Collection entries
____

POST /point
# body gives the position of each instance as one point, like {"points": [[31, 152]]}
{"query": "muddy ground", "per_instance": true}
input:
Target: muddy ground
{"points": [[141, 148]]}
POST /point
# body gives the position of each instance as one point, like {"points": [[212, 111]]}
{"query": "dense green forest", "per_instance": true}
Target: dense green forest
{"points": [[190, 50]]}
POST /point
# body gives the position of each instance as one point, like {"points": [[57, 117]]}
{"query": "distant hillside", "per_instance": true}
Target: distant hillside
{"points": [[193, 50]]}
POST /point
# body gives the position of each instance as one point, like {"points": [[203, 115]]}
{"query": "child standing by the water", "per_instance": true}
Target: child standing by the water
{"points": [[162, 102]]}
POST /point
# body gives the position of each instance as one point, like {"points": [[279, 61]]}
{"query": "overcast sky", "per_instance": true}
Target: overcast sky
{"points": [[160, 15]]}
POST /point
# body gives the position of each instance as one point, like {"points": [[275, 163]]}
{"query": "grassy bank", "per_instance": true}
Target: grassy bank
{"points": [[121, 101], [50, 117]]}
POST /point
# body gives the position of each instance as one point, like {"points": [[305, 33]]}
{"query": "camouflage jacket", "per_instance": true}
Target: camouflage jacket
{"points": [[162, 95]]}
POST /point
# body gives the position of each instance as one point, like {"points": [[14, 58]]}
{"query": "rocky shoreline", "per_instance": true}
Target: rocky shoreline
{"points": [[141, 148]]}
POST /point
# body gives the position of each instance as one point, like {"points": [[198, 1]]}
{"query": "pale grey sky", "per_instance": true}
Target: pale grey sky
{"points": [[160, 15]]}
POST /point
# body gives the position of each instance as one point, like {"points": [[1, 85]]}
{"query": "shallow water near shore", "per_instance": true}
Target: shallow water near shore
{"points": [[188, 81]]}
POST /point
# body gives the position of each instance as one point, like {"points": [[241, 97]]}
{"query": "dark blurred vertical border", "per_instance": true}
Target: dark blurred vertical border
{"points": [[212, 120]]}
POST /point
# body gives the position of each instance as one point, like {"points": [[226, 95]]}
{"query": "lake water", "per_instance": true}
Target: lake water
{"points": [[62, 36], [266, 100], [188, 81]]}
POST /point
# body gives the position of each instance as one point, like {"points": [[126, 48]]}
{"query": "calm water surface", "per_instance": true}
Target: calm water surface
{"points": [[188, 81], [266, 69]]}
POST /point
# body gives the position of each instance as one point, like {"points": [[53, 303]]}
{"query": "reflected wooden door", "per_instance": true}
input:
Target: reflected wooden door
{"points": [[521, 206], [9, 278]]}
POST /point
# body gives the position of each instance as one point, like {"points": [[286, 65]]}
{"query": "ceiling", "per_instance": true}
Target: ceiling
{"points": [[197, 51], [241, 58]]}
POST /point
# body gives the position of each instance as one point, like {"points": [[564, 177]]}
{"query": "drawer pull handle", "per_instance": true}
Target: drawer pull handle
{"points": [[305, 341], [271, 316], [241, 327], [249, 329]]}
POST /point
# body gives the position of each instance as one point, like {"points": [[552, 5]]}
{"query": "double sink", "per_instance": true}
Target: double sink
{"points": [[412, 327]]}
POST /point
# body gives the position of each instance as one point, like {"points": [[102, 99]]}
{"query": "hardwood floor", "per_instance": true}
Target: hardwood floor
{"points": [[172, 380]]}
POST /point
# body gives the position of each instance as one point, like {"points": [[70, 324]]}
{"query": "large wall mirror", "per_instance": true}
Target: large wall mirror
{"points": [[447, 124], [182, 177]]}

____

→ **TASK GOAL**
Nothing may be omitted. Restate all of the entries exactly.

→ **PROBLEM SOLUTION**
POST /point
# body gives the position of each instance as one point, like {"points": [[31, 152]]}
{"query": "muddy ground", "per_instance": true}
input:
Target: muddy ground
{"points": [[141, 148]]}
POST /point
# body gives the position of each instance as one point, like {"points": [[212, 111]]}
{"query": "dense green forest", "per_instance": true}
Target: dense green forest
{"points": [[190, 50]]}
POST /point
# body gives the position of each instance as one point, like {"points": [[57, 117]]}
{"query": "distant hillside", "per_instance": true}
Target: distant hillside
{"points": [[193, 50]]}
POST /point
# body gives the position of each instance as one point, like {"points": [[203, 115]]}
{"query": "child standing by the water", "per_instance": true}
Target: child standing by the water
{"points": [[162, 102]]}
POST /point
# body gives the position of each instance as one point, like {"points": [[279, 61]]}
{"query": "overcast sky", "per_instance": true}
Target: overcast sky
{"points": [[160, 15]]}
POST /point
# body gives the position of each instance as one point, like {"points": [[275, 163]]}
{"query": "grassy bank", "per_instance": true}
Target: grassy bank
{"points": [[121, 101], [50, 117]]}
POST /point
# body gives the position of each instance as one point, like {"points": [[305, 33]]}
{"query": "camouflage jacket", "per_instance": true}
Target: camouflage jacket
{"points": [[162, 95]]}
POST /point
# body gives the position of each instance as one point, like {"points": [[14, 58]]}
{"query": "rocky shoreline", "per_instance": true}
Target: rocky shoreline
{"points": [[141, 148]]}
POST /point
# body gives the position of each instance as one point, like {"points": [[198, 1]]}
{"query": "pale grey sky", "per_instance": true}
Target: pale grey sky
{"points": [[160, 15]]}
POST /point
# body gives the position of each instance as one point, like {"points": [[1, 85]]}
{"query": "shallow water near shore", "per_instance": true}
Target: shallow water near shore
{"points": [[188, 81]]}
POST /point
# body gives the position of each instance as one point, like {"points": [[241, 97]]}
{"query": "dark blurred vertical border", "per_instance": true}
Target: dark blurred vertical border
{"points": [[212, 120]]}
POST /point
# body gives the position of each instance as one point, like {"points": [[226, 95]]}
{"query": "lake water", "per_instance": true}
Target: lake water
{"points": [[62, 36], [266, 100], [188, 81]]}
POST /point
# body gives the position of each instance as one point, like {"points": [[126, 48]]}
{"query": "calm water surface", "per_instance": true}
Target: calm water surface
{"points": [[188, 81], [266, 69]]}
POST /point
# body gives the position of each instance as one point, like {"points": [[53, 303]]}
{"query": "reflected wooden door", "per_instance": true}
input:
Target: reflected wooden door
{"points": [[521, 206], [9, 278]]}
POST /point
# body gives the position of each instance as one point, like {"points": [[286, 65]]}
{"query": "ceiling", "per_instance": true}
Target: ceiling
{"points": [[197, 51], [241, 58]]}
POST /point
# body gives the position of each instance as one point, like {"points": [[564, 177]]}
{"query": "drawer pull handle", "per_instance": true}
Target: drawer pull handle
{"points": [[305, 341], [271, 316], [241, 327], [249, 329]]}
POST /point
# body gives the position of each instance as one point, like {"points": [[552, 5]]}
{"query": "double sink", "per_instance": true}
Target: double sink
{"points": [[412, 327]]}
POST /point
# body gives the position of each instance as one point, like {"points": [[102, 99]]}
{"query": "hardwood floor", "per_instance": true}
Target: hardwood floor
{"points": [[172, 380]]}
POST /point
# body gives the position of each instance as one point, like {"points": [[70, 324]]}
{"query": "large wall mirror", "per_instance": true}
Target: large wall mirror
{"points": [[447, 124], [182, 177]]}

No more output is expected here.